## [Exercise brief]
Reproduce everything in the entries below from the line containing "Indicate the gold scrollwork" down to the line containing "Indicate the magenta", including both of those lines.

## [Material for the task]

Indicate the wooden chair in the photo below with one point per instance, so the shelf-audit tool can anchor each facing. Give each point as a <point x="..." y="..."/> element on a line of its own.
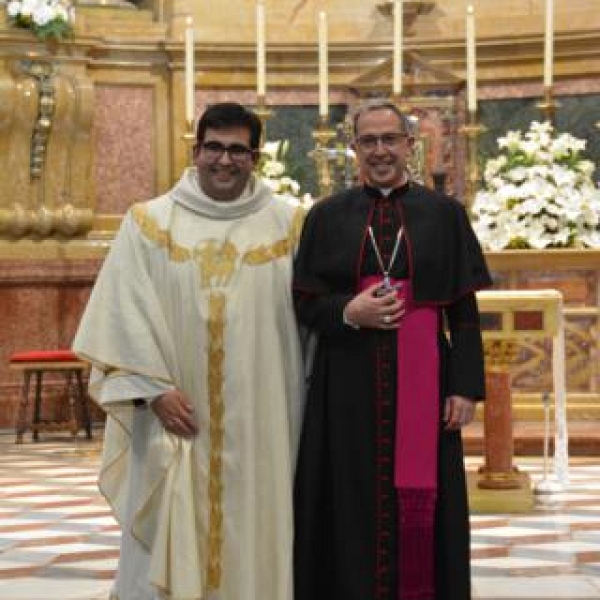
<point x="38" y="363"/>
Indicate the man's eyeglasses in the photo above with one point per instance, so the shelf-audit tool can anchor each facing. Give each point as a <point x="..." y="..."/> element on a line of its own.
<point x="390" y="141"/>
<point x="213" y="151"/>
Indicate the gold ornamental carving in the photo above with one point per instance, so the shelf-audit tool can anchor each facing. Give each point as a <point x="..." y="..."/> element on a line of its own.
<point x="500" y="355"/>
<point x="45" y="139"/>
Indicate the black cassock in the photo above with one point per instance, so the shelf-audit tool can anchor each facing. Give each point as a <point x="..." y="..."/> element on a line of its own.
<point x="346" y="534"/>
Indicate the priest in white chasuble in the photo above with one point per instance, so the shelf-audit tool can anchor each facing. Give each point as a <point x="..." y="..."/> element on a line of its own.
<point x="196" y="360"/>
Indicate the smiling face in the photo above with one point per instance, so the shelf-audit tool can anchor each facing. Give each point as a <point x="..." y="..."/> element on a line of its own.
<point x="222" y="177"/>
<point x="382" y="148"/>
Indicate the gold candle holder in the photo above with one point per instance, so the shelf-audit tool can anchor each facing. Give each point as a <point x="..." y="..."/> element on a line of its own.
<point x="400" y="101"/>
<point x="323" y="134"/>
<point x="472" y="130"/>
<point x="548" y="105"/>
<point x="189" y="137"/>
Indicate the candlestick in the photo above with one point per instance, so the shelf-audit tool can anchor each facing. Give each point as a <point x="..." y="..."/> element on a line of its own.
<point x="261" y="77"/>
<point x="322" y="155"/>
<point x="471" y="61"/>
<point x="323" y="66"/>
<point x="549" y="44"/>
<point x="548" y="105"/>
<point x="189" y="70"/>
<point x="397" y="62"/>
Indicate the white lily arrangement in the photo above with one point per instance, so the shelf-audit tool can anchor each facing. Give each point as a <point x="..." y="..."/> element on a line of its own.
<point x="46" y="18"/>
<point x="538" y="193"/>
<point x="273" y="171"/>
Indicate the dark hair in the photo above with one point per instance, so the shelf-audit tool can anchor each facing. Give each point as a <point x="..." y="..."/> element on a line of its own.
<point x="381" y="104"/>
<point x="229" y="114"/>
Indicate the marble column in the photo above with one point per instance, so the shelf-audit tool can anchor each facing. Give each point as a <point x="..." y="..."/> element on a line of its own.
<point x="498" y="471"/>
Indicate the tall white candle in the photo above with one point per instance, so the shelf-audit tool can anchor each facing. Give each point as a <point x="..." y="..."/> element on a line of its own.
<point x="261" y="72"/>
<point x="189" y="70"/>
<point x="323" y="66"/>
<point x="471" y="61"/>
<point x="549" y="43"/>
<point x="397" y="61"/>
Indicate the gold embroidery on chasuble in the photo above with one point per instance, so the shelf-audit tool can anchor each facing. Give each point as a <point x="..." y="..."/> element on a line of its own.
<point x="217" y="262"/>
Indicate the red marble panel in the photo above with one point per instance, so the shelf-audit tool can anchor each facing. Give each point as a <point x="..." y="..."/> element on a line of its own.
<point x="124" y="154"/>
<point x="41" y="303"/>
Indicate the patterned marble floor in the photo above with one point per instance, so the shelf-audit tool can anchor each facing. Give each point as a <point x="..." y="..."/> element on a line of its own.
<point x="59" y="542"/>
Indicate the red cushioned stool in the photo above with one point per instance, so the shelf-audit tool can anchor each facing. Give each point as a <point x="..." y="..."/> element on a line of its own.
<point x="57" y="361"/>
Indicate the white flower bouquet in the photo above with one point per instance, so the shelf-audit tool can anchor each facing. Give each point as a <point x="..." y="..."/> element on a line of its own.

...

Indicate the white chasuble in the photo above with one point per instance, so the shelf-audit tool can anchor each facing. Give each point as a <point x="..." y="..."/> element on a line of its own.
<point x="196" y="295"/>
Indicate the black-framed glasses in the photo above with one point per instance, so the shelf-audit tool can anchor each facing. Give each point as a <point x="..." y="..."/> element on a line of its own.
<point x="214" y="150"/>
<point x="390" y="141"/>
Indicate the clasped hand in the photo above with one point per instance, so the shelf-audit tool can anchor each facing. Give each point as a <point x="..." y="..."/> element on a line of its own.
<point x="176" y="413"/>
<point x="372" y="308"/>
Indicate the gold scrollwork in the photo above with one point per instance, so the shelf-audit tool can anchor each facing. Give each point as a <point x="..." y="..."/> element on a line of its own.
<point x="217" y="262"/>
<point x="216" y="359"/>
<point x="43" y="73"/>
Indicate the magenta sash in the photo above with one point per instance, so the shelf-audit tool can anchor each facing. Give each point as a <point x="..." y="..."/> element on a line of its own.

## [Task output]
Indicate the gold scrollwork in the photo above with one point per instance, so the shelf-audit tool can anchor each facing. Give each point as a <point x="..." y="..."/> element on a line of its own.
<point x="217" y="262"/>
<point x="216" y="359"/>
<point x="43" y="73"/>
Indicate the magenta sash in the photo above with one point per instance, so the shelf-audit tool can anchor each facing. Give each point as a <point x="..." y="..."/> element on a line of its own.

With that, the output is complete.